### What needs to be done
Could you write out every line of the records below again, adding 53 to each bounding-box coordinate in the answers and leaving the pictures out?

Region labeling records
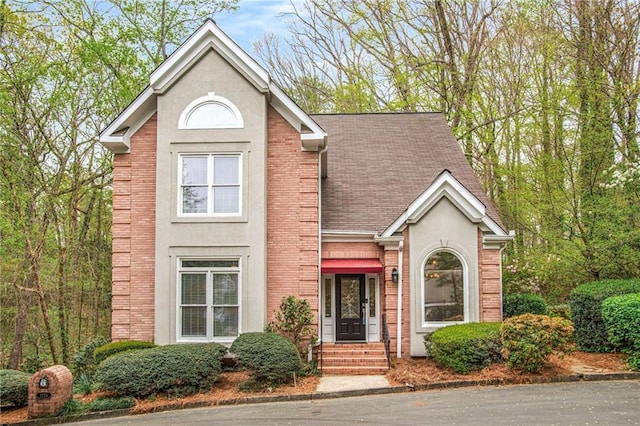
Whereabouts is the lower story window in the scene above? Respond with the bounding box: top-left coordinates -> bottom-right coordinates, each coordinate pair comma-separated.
423,251 -> 465,322
178,259 -> 240,340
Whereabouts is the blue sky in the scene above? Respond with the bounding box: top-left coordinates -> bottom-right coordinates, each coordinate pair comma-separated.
214,0 -> 299,54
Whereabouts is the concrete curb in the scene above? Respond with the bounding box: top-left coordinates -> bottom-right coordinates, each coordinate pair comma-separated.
10,372 -> 640,426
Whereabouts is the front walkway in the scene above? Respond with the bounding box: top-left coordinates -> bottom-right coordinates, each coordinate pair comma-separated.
316,375 -> 390,392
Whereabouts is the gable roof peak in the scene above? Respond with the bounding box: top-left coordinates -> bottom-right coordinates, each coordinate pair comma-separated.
100,18 -> 327,153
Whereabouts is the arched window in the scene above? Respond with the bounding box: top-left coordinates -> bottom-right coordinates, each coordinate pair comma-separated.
422,251 -> 465,323
178,92 -> 244,129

### Task response
Whereabouts is the lower story window in the scene above? Respond with the bounding box: top-left coordinates -> bottom-right coordinates, each coordinate pair comma-separated.
476,304 -> 518,375
231,312 -> 293,393
Whereabouts is the blue sky in the scene above? Respond with the bounding box: top-left coordinates -> bottom-right coordinates, each coordinate pair comma-separated.
267,53 -> 352,107
Whereabouts is the concrete curb in the scene above? Respond with the bounding box: top-left coordinates -> bottom-right coordinates, each coordinate pair comma-separated.
63,425 -> 693,479
Whereabouts is the front walkway in the scene above? Respond with the bounding box: top-left coordinates -> bottom-right coordinates, each coordinate pair comma-separated.
369,428 -> 443,445
Whereabouts is the gable roof peak in the scene above? Respond with the bounding box: top-left coordinates -> bottom-right coordinates, each coordinate pair comma-separated.
153,71 -> 380,206
Whereabouts is the arched window in the scene above? Respond with the bounding box: top-left coordinates -> bottom-right coordinates, each coordinate pair comma-separated.
475,304 -> 518,376
231,145 -> 297,182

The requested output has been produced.